WHAT IS BEING ASKED:
Turn the lines from the line with "of the number" to the line with "x=469, y=223" into a Markdown table with the columns Row and Line, leaving out any blank lines.

DATASET:
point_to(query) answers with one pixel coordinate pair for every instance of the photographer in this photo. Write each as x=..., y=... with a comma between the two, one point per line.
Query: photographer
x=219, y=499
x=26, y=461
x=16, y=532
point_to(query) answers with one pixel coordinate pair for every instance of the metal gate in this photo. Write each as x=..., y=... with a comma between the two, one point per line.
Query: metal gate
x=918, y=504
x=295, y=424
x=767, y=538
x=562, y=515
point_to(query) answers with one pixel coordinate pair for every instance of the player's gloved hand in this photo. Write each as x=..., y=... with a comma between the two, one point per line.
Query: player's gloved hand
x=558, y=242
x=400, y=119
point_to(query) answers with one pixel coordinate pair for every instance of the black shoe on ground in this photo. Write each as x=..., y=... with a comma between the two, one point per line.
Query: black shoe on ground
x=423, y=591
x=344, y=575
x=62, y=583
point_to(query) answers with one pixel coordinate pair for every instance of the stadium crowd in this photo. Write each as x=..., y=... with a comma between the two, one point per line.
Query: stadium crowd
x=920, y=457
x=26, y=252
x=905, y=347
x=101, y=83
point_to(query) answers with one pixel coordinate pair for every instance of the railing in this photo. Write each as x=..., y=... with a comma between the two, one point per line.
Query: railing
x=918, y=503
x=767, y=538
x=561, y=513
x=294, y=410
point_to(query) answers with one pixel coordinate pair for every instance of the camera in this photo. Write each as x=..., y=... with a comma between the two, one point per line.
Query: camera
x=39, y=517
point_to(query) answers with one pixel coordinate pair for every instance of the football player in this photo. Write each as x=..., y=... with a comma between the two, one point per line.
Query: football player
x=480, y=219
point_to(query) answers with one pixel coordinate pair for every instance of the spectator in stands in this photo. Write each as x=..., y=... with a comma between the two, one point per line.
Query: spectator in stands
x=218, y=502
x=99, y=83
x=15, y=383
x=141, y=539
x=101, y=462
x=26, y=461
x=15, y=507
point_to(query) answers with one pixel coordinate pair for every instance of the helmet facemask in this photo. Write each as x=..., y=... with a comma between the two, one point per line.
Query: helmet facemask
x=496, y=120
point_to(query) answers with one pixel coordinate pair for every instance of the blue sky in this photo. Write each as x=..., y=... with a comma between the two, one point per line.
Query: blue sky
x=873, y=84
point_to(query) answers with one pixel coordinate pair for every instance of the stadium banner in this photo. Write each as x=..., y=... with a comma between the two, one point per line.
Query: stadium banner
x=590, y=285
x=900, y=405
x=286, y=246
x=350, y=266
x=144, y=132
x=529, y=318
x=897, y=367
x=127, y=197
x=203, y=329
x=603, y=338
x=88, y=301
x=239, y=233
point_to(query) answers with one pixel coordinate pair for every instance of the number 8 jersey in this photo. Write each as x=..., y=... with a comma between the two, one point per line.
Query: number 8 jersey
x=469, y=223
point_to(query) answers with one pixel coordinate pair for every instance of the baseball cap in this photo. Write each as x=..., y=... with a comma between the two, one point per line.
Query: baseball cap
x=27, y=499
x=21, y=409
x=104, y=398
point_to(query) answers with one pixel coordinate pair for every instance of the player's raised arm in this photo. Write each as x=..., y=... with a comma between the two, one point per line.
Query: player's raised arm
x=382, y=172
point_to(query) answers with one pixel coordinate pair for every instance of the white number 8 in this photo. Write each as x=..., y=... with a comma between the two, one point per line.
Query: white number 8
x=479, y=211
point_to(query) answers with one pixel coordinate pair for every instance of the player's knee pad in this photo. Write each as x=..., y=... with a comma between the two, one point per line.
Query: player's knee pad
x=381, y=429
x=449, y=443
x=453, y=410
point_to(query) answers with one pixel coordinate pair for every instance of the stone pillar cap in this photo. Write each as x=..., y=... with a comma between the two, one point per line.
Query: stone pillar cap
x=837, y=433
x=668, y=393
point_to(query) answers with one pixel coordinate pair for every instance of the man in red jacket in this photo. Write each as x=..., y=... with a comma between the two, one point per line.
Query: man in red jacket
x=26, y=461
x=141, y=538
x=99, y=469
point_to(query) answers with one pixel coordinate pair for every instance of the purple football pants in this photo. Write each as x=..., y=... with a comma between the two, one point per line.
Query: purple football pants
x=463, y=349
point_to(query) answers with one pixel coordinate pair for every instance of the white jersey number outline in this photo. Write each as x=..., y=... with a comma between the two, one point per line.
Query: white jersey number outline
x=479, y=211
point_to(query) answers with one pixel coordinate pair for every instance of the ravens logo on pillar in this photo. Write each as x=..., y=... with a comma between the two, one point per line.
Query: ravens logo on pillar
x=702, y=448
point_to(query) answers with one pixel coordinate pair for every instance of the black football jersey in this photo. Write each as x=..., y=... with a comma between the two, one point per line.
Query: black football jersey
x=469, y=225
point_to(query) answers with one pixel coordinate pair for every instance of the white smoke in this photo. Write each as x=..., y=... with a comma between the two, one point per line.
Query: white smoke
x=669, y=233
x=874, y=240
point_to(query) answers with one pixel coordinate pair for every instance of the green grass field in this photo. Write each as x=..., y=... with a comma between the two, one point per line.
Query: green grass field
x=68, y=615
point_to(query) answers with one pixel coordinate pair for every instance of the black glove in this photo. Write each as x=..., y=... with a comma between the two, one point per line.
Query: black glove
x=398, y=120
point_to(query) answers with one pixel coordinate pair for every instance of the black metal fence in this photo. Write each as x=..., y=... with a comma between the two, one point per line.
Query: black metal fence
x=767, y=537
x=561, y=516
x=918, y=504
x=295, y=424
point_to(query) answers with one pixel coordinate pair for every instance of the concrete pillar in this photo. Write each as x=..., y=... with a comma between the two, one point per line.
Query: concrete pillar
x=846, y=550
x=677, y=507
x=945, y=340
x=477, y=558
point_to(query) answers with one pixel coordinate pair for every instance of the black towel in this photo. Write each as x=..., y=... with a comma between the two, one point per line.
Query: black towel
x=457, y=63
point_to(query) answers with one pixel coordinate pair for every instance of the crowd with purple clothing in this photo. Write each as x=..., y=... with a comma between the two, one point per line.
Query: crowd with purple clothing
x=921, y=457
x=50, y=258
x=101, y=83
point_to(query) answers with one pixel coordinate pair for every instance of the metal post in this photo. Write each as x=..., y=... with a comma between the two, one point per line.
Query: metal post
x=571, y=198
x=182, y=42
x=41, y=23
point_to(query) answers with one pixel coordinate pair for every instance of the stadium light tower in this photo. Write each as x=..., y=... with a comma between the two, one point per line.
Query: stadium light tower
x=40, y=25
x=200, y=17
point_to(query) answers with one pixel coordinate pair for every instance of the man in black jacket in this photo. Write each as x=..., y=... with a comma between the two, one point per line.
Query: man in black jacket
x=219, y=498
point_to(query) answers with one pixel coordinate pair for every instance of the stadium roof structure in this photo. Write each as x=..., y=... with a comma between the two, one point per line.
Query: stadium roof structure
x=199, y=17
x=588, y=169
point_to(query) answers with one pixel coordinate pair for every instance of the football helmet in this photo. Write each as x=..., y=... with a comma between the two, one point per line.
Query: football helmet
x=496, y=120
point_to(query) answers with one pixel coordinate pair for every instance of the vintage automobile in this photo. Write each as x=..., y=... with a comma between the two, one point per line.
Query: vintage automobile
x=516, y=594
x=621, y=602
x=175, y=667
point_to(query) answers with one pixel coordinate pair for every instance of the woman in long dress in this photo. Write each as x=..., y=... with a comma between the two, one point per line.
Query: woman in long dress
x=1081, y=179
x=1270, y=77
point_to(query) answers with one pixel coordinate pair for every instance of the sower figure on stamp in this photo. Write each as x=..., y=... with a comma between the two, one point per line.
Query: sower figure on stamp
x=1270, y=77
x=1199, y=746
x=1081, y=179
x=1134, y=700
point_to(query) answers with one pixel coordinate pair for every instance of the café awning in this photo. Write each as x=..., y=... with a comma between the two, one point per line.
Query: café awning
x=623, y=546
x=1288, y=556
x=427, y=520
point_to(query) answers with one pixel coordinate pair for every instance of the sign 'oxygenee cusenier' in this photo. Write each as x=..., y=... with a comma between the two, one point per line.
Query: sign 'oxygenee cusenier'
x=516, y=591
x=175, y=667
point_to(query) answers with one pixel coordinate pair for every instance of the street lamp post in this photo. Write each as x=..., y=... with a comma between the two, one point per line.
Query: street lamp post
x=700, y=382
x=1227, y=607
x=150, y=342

COMPLETED TASK:
| Row | Line |
|---|---|
| 1 | point_to(query) answers with one pixel coordinate pair for every instance of the number 8 jersey in this photo. Write each as x=..., y=... with a comma between the two, one point per line. |
| 2 | Query: number 8 jersey |
| 3 | x=469, y=223 |